[Start EXERCISE DATA]
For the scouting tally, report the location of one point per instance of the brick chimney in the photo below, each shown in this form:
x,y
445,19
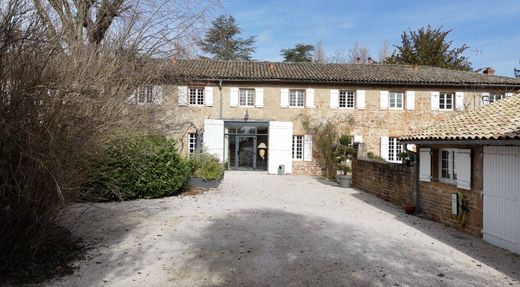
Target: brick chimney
x,y
489,71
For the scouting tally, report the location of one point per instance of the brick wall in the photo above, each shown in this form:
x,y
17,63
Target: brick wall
x,y
389,181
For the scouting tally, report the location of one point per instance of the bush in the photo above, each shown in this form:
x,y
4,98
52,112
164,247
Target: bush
x,y
139,166
206,166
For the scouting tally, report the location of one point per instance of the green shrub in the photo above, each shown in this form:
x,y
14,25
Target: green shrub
x,y
206,166
139,166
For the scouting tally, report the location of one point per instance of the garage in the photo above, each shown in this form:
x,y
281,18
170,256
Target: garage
x,y
502,196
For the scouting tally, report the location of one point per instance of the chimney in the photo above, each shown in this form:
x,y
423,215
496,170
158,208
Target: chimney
x,y
489,71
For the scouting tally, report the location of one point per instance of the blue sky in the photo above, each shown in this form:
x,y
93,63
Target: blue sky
x,y
491,27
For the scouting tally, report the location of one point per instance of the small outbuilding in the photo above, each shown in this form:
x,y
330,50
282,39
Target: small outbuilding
x,y
469,171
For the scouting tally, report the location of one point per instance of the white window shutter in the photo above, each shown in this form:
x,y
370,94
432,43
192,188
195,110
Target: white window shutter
x,y
463,168
309,98
307,148
233,97
425,166
410,100
157,95
182,94
485,98
435,101
208,96
459,101
360,99
384,147
259,97
383,100
334,99
284,98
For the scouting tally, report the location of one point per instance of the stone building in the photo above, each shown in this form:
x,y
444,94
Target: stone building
x,y
249,114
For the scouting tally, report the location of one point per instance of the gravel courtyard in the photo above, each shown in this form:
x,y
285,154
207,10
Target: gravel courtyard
x,y
261,230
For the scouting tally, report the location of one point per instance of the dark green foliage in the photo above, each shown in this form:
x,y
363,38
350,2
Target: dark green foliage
x,y
139,166
428,46
206,166
300,53
222,43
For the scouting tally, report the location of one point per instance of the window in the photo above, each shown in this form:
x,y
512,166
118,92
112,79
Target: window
x,y
446,101
145,95
395,100
196,96
394,149
297,150
346,99
296,98
247,97
448,171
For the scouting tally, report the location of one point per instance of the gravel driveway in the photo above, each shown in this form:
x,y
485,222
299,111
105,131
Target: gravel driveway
x,y
261,230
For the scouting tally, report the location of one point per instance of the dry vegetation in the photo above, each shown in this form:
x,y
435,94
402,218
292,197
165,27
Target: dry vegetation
x,y
67,69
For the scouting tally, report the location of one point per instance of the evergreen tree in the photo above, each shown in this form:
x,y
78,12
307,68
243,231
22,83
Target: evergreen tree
x,y
428,46
222,43
300,53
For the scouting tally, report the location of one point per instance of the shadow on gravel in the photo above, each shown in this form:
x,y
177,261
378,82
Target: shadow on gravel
x,y
502,260
266,247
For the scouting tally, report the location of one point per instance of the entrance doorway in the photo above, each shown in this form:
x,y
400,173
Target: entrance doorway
x,y
246,145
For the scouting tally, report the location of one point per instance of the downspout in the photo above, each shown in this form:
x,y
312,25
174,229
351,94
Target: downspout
x,y
415,177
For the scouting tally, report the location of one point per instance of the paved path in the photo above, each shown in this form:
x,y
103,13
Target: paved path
x,y
261,230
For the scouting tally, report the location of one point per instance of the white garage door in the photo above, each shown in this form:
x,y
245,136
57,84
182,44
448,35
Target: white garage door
x,y
502,196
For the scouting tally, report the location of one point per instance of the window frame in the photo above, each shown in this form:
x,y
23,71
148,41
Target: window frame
x,y
247,93
296,94
199,99
297,139
347,94
395,93
443,97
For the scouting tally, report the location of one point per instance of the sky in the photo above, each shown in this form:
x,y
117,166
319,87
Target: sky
x,y
489,27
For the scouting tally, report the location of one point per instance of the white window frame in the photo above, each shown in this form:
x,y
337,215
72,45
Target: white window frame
x,y
297,147
246,97
443,97
296,99
394,96
196,96
394,149
144,95
451,168
347,100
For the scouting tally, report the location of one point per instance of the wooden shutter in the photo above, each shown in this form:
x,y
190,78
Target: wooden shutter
x,y
410,100
383,100
334,99
182,94
259,97
284,98
425,165
463,168
384,147
360,99
208,96
435,101
233,97
459,101
307,148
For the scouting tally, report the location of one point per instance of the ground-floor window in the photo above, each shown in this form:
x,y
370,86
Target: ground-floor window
x,y
297,149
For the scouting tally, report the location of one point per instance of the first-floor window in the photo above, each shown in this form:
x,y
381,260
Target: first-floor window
x,y
196,96
145,95
297,150
394,149
448,170
346,99
296,98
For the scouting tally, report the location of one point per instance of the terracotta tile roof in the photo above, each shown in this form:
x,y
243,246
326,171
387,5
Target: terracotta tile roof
x,y
333,73
497,121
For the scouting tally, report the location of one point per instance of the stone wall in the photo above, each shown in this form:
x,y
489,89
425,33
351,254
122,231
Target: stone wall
x,y
389,181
[End EXERCISE DATA]
EXERCISE REQUIREMENTS: Quote all of the entries word for word, omitting any pictures.

ANSWER:
For the scouting tally, report the location of one point per instance of the brick chimney in the photo below, each shown in this form:
x,y
445,19
Target: brick chimney
x,y
489,71
For the scouting tally, report the location of one point per instance of the brick wall in the photo above, each shown in this form:
x,y
17,63
Target: brick wall
x,y
389,181
For the scouting tally, report the location of one point per instance of the bush in the photo above, each shown in this form:
x,y
4,98
52,112
164,247
Target: bush
x,y
139,166
206,166
For the scouting tally, report the location of one point per instance of the green shrub in the photo above, each shown in this form:
x,y
14,25
Target: green shrub
x,y
206,166
139,166
For the scouting tally, report the location of one point per instance of the garage in the photo above, each shown in this form:
x,y
281,18
170,256
Target: garage
x,y
502,196
For the scouting tally, report the location of one point per instance of the chimney in the photo above, each shown in this form:
x,y
423,215
496,170
158,208
Target: chimney
x,y
489,71
For the scouting tally, report the location of one point per instance of the blue sky in the photo above, each shown in this form:
x,y
93,63
Target: blue sky
x,y
491,27
For the scouting tally, report the location of one point per instance of the small outbuilding in the photo above, each shown in this form:
x,y
330,50
282,39
Target: small outbuilding
x,y
469,171
For the scouting tally, report the location of one point per instance of the white window shutter in the photo above, each shown in this form:
x,y
370,94
432,43
192,188
195,110
Target: white window shutter
x,y
463,168
309,98
307,148
233,97
425,166
410,100
157,95
182,94
485,98
435,101
208,96
459,101
360,99
384,147
259,97
383,100
334,99
284,98
For the scouting tally, report the location of one point per instance of the stone building in the photo above, each shown in this form:
x,y
444,94
Target: stone building
x,y
249,114
For the scouting tally, report the location of one point per instance of the gravel courtyard in the photo above, each shown in this form:
x,y
285,154
207,10
Target: gravel courtyard
x,y
261,230
For the scouting tally, report the location of one point per instance of the dark green foliage in the photo above, each shown in this form:
x,y
363,38
350,2
Target: dark green foliage
x,y
139,166
428,46
206,166
300,53
222,43
For the scouting tally, report the location of one point per instance of the window in the photo above, each shown in this form:
x,y
512,166
118,92
112,79
Target: window
x,y
446,101
145,95
395,100
196,96
394,149
297,150
346,99
296,98
247,97
448,171
For the scouting tally, report the location of one point per instance of the gravel driveway in the photo above, each shown in this form:
x,y
485,222
299,111
105,131
Target: gravel driveway
x,y
261,230
For the scouting tally, report the location of one point per instance of the dry vegetation in the photo above, each shown in this form:
x,y
435,94
402,218
292,197
165,27
Target: dry vegetation
x,y
67,69
For the scouting tally, report the location of one point per instance of the evergreen tree in the photo above, each shown in this form:
x,y
78,12
307,68
243,231
22,83
Target: evergreen tree
x,y
428,46
222,43
300,53
For the scouting tally, report the location of one point per instance of the shadow on gravel in the photo above, each shown in this form:
x,y
177,261
378,82
Target: shadow on gravel
x,y
502,260
266,247
For the scouting tally, report the location of one point per instance of the entrance doorway in the photo above, each shown in this form:
x,y
400,173
Target: entrance doorway
x,y
246,145
For the scouting tally, report the location of one point per instance of the downspout in the photo above, each shown in this form:
x,y
312,25
174,229
351,94
Target: downspout
x,y
415,177
For the scouting tally, report the location of one point per instance of the paved path in the photo above, each shown in this form:
x,y
103,13
Target: paved path
x,y
261,230
For the scouting tally, report the location of one point per instance of the white garage door in the photo above, each shown in this form:
x,y
245,136
57,84
182,44
448,35
Target: white garage door
x,y
502,196
For the scouting tally, report the location of one point per instance of the window frame in the photo above, each shown in this form:
x,y
23,71
148,41
Target: window frame
x,y
247,93
296,94
199,99
297,139
347,94
395,93
443,97
For the scouting tally, report the location of one point per instance of the sky in the photo above, each shown in this form:
x,y
117,166
319,87
Target: sky
x,y
489,27
For the scouting tally, report the location of one point per instance of the white window frame in the photo above, each shown in this form:
x,y
337,215
72,45
Target: white window frame
x,y
297,147
246,97
443,97
296,99
394,96
196,96
394,149
144,95
451,168
347,100
For the scouting tally, report the location of one point per instance of the wooden shutter in the photo above, each shown in this form:
x,y
190,78
Target: wooden shutter
x,y
410,100
383,100
334,99
182,94
259,97
284,98
425,165
463,168
384,147
360,99
208,96
435,101
233,97
459,101
307,148
For the scouting tally, report the location of one point per instance of the ground-floor window in the photo above, each shown in this form:
x,y
370,86
Target: ground-floor window
x,y
297,149
For the scouting tally, report the location of one point per instance of the first-floor window in the photo above, each shown in this form:
x,y
381,260
Target: first-floor window
x,y
196,96
145,95
297,150
394,149
448,170
346,99
296,98
For the scouting tally, report the location of one point per instance of the terracotta tile roof in the photo above, each shown in this form:
x,y
243,246
326,171
387,5
Target: terracotta tile roof
x,y
333,73
497,121
For the scouting tally, report the location of one point per instance of the stone wall in the photo above, each shown in this form:
x,y
489,89
425,33
351,254
122,231
Target: stone wall
x,y
389,181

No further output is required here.